- _GOAL_
Could you render every entry below as a numbered list, skipping any blank lines?

- _MATERIAL FOR THIS TASK_
----------

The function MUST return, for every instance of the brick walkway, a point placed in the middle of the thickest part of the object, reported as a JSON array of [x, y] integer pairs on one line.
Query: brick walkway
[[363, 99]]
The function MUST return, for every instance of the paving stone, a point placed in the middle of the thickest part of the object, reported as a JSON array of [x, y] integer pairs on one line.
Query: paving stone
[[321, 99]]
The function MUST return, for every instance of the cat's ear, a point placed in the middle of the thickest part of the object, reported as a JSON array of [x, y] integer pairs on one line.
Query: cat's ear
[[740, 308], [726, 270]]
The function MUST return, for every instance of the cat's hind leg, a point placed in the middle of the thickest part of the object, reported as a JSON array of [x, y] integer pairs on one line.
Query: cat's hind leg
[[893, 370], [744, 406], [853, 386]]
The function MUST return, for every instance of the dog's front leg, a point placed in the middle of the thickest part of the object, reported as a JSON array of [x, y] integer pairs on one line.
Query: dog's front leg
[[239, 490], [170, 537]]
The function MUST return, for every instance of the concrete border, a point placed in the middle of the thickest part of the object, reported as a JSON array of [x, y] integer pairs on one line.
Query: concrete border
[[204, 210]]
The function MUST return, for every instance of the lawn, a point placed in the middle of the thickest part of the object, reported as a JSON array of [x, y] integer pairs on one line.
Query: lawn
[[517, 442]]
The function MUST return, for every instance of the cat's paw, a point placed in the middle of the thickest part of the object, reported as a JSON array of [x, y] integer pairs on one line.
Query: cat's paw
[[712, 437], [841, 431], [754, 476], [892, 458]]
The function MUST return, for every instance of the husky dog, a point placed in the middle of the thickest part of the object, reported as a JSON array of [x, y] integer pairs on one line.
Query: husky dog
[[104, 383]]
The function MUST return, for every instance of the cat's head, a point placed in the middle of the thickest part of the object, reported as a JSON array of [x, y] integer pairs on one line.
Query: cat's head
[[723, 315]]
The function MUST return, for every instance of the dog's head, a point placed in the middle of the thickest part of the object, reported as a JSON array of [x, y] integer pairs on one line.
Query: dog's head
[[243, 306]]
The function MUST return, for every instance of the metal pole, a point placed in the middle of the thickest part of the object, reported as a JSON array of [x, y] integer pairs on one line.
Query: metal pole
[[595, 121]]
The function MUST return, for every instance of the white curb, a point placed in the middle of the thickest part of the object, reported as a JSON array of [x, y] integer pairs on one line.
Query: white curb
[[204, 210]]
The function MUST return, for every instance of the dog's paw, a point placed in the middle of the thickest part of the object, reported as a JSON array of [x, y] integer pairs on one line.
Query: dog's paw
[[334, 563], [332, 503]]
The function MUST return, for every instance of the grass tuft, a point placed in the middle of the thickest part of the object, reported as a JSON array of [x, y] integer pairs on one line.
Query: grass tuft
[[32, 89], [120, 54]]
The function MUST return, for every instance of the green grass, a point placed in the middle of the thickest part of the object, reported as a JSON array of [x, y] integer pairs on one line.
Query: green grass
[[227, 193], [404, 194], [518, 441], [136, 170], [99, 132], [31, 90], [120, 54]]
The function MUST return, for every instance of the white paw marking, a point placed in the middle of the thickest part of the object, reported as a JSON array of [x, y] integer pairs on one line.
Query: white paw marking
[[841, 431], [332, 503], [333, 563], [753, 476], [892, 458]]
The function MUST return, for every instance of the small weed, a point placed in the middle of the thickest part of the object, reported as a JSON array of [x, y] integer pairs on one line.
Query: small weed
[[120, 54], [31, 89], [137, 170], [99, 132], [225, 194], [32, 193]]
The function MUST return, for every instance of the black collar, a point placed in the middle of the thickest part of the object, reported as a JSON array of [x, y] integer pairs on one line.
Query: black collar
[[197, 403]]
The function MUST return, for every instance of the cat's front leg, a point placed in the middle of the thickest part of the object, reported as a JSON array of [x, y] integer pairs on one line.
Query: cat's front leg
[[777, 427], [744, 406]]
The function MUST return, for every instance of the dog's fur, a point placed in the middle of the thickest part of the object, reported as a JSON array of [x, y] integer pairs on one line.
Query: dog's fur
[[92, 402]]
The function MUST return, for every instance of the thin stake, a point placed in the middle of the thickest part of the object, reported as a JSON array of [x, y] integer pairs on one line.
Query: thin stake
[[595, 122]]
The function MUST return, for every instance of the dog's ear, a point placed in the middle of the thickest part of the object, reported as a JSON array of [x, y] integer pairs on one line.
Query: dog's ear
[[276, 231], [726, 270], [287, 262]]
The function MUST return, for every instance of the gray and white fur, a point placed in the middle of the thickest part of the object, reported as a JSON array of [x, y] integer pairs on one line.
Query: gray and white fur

----------

- _REPLY TO THE TASK_
1. The function MUST return, for every instance of the brick walkway, a point placed in the middle of the thickest part of the object, reported as a JSON array of [x, y] integer pairs on one line.
2. Query: brick walkway
3. [[363, 99]]
4. The function MUST return, for every instance of the paving stone, a point placed in the middle of the thickest part of the object, reported as a JSON array of [x, y] integer pairs on one line.
5. Query: paving stone
6. [[321, 99]]
7. The function MUST return, for every instance of the cat's ear, a point placed in the middle of the thickest part of the object, reported as a JSON array of [x, y] integer pairs on one line.
8. Query: cat's ear
9. [[740, 308], [726, 270]]
10. The function MUST return, for every instance of the cat's hind leg, a point placed in the middle of the thickest part of the object, reported as a JSON array of [x, y] integer pairs on one line.
11. Query: cat's hind leg
12. [[893, 370], [744, 406], [853, 386]]
13. The function MUST return, for every instance of the dog's front leg, a point placed in the middle of the thickest part of the object, reported as a JSON array of [x, y] integer pairs on one line.
14. Query: dog's front leg
15. [[239, 490], [170, 537]]
16. The function MUST return, for every instance of the concrete border, a point placed in the middle of the thickest part of the object, reported as a JSON array of [x, y] integer pairs on one line.
17. Query: concrete border
18. [[204, 210]]
19. The function MUST return, for every instance of the lawn, a point placed in the middle of the thickest part of the object, reported as a JSON array of [x, y] integer pairs on one line.
20. Query: lawn
21. [[517, 442]]
22. The function MUST return, for every instance of the cat's paw, a point placed in the middle of the thickest part of the object, reported as a JSON array of [x, y] integer pairs on one line.
23. Query: cat's paw
24. [[712, 437], [841, 431], [754, 476], [892, 458]]
25. The function MUST return, for every instance of the husky dog, a point placed in the middle of the thickest part of the object, reported as a JSON array of [x, y] integer pairs on one line.
26. Query: husky dog
27. [[104, 383]]
28. The function MUST return, for every instance of the cat's head, a point placed in the middle of the thickest part of the object, reported as a JSON array of [x, y] integer pairs on one line.
29. Query: cat's head
30. [[723, 315]]
31. The function MUST return, for every instance of the dog's head, a point placed in the middle of the thickest part of the object, reported as a JSON array of [x, y] integer pairs on one line.
32. Query: dog's head
33. [[243, 306]]
34. The function MUST return, for every instance of the metal pole, a point placed in the middle of the thickest part of the object, reported as a JSON array of [x, y] integer pairs on one line.
35. Query: metal pole
36. [[595, 121]]
37. The function MUST return, for every instance of the white curb, a point placed in the middle of the thickest part of the object, reported as a JSON array of [x, y] integer pairs on one line.
38. Query: white curb
39. [[204, 210]]
40. The function MUST return, for every instance of the dog's paw, a point placed in the middle of the thickest part of the object, reported as a JSON array of [x, y] integer pairs on one line.
41. Query: dog's paw
42. [[334, 563], [332, 503]]
43. The function MUST return, for every instance of the grass tuft, a point placed in the middle of the thickest part of the object, reported as a JSON array of [x, y] integer pairs on one line.
44. Query: grass tuft
45. [[32, 89], [120, 54]]
46. The function MUST return, for every instance of the green grass, a point placed in the middle of the thickest part of the object, reported as a JSON array of [x, y] integer pairs on one line.
47. Query: green grass
48. [[227, 193], [404, 194], [518, 441], [136, 170], [99, 132], [31, 90], [120, 54]]
49. The function MUST return, for every instance of the white paw marking, a point placed in the middle of the thickest part of the object, reported as a JSON array of [x, y] integer pairs on one line.
50. Query: white paw marking
51. [[841, 431], [332, 503], [333, 563], [753, 476], [892, 458]]
52. The function MUST return, for every instance of the small weed, a point placed in the middle of the thickest part of the object, reported as a JSON array of [x, y] integer pairs on one line.
53. Query: small weed
54. [[120, 54], [31, 89], [137, 170], [99, 132], [225, 194], [32, 193]]
55. The function MUST return, for every instance of the black collar, a point placed in the middle of the thickest part of the object, reported as a JSON array of [x, y] integer pairs on one line.
56. Query: black collar
57. [[197, 403]]
58. The function MUST return, for every instance of the cat's front leg, a point placed in the middle of the thickest part of the object, reported as a JSON array of [x, y] integer pairs on one line.
59. Query: cat's front leg
60. [[777, 427], [744, 406]]
61. The function MUST return, for every instance of the dog's fur, a point placed in the middle of the thickest part of the object, reported as a JSON array of [x, y] integer pairs on one line.
62. Query: dog's fur
63. [[92, 402]]
64. The function MUST return, for every instance of the thin stake, a point placed in the middle of the thickest part of the object, reported as a JSON array of [x, y] integer pairs on one line.
65. Query: thin stake
66. [[595, 122]]
67. The function MUST return, for every instance of the dog's ear, a point placed in the middle of the thickest part of the object, reported as a JSON array of [x, y] integer pairs on one line.
68. Query: dog's ear
69. [[276, 231], [726, 270], [287, 262]]
70. The function MUST return, for every instance of the gray and white fur, a point placed in the middle of the thickest part of the object, reported as a JSON array of [x, y] integer pairs on one line.
71. Query: gray and white fur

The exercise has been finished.